Objective: Count the lines in the listing below that contain the string "shirt", treating case as significant, and give only that number.

Excerpts from point annotation listing:
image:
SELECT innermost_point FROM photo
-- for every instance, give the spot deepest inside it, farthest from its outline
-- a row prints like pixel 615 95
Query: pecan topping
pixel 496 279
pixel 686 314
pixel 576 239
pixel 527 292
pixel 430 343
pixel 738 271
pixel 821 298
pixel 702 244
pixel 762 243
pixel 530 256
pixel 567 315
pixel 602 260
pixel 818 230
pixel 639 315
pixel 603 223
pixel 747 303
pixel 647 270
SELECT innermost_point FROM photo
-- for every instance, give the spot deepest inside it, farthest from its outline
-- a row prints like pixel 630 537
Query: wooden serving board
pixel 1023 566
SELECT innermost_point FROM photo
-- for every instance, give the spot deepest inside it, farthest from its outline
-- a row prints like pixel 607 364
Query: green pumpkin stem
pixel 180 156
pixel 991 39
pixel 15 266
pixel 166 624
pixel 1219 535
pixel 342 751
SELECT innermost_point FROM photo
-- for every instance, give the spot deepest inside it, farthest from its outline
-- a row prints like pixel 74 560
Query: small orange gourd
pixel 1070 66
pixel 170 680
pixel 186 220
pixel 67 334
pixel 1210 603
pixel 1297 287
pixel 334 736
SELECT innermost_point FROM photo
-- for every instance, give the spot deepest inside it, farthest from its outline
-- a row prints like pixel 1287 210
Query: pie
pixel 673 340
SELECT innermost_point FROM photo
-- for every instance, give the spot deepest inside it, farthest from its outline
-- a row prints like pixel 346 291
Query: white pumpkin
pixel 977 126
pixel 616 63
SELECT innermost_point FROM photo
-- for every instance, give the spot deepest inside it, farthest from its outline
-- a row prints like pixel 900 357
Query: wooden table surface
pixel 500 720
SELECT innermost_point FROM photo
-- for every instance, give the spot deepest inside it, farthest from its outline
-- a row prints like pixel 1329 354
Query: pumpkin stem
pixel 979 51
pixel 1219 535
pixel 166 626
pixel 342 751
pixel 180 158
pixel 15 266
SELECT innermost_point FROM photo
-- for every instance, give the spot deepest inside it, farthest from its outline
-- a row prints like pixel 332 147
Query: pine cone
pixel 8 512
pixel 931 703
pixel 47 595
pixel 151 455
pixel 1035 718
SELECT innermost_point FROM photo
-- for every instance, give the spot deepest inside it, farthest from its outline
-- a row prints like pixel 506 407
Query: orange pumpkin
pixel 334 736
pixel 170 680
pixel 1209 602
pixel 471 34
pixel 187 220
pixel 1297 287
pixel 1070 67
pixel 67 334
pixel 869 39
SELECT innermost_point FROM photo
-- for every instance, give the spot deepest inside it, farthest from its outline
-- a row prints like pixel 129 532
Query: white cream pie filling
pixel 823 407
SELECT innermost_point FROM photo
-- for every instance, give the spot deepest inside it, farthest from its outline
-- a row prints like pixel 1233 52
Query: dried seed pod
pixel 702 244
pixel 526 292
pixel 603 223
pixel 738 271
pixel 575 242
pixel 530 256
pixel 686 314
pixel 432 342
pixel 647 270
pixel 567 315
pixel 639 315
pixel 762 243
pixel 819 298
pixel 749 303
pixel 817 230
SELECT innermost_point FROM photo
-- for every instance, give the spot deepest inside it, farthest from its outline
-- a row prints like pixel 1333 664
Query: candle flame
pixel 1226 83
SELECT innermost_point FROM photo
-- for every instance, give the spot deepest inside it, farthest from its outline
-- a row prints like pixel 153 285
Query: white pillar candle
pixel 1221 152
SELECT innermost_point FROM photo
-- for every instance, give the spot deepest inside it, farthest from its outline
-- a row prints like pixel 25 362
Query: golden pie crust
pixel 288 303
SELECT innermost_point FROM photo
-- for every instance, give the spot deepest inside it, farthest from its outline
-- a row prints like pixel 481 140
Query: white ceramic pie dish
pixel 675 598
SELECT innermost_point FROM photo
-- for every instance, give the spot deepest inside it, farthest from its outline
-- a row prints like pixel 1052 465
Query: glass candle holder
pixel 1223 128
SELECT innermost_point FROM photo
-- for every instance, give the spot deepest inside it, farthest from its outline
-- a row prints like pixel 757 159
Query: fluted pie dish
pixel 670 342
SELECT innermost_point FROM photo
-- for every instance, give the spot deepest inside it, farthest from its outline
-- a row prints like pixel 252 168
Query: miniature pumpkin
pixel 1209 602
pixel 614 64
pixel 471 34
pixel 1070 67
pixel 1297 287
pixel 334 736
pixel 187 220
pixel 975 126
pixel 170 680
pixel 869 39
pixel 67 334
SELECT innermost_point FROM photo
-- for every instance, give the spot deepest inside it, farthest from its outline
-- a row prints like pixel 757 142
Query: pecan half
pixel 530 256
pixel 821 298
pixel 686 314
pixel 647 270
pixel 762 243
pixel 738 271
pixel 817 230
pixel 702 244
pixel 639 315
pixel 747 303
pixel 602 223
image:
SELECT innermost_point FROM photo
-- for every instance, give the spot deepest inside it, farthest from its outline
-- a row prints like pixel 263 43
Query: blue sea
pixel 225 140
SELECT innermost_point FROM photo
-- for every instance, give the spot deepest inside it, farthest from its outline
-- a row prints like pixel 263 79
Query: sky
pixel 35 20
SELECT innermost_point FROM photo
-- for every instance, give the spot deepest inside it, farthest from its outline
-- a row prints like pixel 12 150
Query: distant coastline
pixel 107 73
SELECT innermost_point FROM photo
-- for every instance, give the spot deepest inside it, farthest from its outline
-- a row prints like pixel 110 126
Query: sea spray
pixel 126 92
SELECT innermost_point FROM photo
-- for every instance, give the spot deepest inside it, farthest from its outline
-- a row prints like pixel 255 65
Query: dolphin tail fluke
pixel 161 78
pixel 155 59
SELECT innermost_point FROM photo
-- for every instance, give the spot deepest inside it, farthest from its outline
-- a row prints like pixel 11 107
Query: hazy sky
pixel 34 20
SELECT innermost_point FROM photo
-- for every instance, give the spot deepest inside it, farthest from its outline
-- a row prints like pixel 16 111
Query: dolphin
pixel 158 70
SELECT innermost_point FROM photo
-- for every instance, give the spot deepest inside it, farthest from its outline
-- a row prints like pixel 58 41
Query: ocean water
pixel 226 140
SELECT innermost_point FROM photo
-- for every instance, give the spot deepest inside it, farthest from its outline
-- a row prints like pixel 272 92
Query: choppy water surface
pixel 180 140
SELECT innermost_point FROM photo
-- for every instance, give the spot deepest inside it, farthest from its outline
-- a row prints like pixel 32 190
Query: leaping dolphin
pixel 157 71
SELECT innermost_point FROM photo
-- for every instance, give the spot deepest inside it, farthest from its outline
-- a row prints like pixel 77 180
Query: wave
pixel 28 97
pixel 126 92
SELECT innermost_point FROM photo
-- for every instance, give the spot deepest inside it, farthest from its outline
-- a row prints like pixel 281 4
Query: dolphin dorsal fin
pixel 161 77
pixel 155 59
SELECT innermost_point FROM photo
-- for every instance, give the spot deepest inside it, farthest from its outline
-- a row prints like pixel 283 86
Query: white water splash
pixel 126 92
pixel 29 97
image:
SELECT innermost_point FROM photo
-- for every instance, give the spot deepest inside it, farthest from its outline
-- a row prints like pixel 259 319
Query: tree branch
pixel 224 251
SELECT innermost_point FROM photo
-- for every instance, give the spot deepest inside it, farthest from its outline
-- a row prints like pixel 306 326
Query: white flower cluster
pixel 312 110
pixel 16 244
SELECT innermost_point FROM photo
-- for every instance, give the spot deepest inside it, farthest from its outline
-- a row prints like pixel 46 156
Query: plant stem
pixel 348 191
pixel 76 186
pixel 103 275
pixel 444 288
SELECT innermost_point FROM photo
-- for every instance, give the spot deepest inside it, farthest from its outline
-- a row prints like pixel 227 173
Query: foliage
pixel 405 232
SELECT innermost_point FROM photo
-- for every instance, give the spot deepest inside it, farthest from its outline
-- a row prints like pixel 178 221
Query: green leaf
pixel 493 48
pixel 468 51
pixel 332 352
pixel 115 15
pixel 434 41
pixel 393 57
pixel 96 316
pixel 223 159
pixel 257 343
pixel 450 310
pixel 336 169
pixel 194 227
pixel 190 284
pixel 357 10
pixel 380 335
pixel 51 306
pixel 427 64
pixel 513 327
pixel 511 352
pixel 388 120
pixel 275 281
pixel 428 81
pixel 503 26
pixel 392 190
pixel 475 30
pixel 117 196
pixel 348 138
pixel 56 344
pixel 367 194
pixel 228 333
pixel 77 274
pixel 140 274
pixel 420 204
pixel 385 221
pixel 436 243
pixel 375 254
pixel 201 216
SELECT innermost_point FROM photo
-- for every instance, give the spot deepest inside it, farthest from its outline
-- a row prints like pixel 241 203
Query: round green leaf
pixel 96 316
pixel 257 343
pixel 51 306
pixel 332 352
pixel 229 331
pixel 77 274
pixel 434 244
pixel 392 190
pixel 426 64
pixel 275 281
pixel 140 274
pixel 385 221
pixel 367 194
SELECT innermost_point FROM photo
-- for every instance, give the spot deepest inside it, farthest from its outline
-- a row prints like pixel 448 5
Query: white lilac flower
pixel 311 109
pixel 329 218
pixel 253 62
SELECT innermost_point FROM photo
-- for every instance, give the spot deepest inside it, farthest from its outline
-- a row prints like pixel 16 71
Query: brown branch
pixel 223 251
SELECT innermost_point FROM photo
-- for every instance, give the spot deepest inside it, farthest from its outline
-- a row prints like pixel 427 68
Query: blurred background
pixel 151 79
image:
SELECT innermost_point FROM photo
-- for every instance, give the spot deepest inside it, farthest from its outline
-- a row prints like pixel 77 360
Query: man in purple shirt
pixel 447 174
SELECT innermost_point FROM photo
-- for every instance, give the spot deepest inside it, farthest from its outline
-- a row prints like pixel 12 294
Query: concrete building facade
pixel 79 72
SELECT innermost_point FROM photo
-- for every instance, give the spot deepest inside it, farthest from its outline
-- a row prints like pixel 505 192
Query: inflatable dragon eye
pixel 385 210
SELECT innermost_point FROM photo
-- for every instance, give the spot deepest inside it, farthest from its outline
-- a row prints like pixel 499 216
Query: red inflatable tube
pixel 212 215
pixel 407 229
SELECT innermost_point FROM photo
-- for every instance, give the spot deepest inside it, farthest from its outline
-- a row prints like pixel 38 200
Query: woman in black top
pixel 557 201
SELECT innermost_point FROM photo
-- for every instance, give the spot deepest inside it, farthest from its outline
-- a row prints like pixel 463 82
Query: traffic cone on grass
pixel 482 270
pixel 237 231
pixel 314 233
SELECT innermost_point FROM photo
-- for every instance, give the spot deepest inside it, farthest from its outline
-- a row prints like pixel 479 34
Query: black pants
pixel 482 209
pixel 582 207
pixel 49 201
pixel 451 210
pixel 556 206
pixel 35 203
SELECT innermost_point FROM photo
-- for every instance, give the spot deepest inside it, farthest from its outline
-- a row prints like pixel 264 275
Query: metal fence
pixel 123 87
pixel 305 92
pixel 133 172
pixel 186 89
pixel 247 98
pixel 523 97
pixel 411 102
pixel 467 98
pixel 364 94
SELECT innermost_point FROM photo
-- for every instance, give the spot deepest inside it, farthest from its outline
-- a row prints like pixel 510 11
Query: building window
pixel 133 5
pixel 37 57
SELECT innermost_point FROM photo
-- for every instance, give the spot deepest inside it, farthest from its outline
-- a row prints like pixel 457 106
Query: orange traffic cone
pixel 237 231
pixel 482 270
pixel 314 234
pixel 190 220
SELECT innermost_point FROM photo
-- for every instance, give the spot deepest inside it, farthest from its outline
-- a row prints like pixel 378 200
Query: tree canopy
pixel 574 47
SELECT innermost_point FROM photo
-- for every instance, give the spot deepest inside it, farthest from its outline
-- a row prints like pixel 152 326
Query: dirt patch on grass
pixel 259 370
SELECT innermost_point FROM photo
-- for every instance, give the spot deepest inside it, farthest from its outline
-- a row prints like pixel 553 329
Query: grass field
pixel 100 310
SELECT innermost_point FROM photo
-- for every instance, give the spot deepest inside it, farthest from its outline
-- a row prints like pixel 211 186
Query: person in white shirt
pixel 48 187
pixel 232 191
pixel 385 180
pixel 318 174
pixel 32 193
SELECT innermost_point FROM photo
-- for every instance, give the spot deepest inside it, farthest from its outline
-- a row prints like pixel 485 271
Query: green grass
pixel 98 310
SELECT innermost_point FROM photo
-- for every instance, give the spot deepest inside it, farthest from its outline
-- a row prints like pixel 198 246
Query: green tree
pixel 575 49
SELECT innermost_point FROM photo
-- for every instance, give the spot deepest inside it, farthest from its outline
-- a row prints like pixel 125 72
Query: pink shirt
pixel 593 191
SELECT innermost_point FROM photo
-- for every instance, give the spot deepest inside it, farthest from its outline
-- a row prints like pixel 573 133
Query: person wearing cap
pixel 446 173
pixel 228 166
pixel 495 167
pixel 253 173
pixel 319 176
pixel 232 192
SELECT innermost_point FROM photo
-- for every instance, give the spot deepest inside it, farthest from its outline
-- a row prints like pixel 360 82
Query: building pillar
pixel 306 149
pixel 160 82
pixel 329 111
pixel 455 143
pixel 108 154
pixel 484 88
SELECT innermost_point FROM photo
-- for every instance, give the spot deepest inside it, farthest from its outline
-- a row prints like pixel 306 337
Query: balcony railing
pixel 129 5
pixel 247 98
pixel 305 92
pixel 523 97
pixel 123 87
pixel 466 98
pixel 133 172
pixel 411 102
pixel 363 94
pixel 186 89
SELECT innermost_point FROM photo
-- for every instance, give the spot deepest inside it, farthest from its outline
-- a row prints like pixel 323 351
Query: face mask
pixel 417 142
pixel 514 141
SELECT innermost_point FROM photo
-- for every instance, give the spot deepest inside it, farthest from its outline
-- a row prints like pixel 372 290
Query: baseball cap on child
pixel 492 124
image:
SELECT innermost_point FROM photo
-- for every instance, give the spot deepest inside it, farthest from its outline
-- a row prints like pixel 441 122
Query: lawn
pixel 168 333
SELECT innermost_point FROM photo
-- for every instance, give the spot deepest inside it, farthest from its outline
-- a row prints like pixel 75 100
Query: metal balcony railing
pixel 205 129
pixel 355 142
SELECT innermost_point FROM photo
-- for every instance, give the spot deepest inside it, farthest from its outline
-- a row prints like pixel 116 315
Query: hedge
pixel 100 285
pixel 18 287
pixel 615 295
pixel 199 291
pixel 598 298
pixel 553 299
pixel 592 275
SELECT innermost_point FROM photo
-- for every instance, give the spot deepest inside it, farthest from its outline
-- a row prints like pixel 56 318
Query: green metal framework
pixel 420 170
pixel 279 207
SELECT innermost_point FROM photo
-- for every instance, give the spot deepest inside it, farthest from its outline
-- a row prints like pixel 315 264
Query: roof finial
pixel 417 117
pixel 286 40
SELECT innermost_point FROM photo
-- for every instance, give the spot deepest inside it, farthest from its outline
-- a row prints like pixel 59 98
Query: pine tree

Exercise solution: 3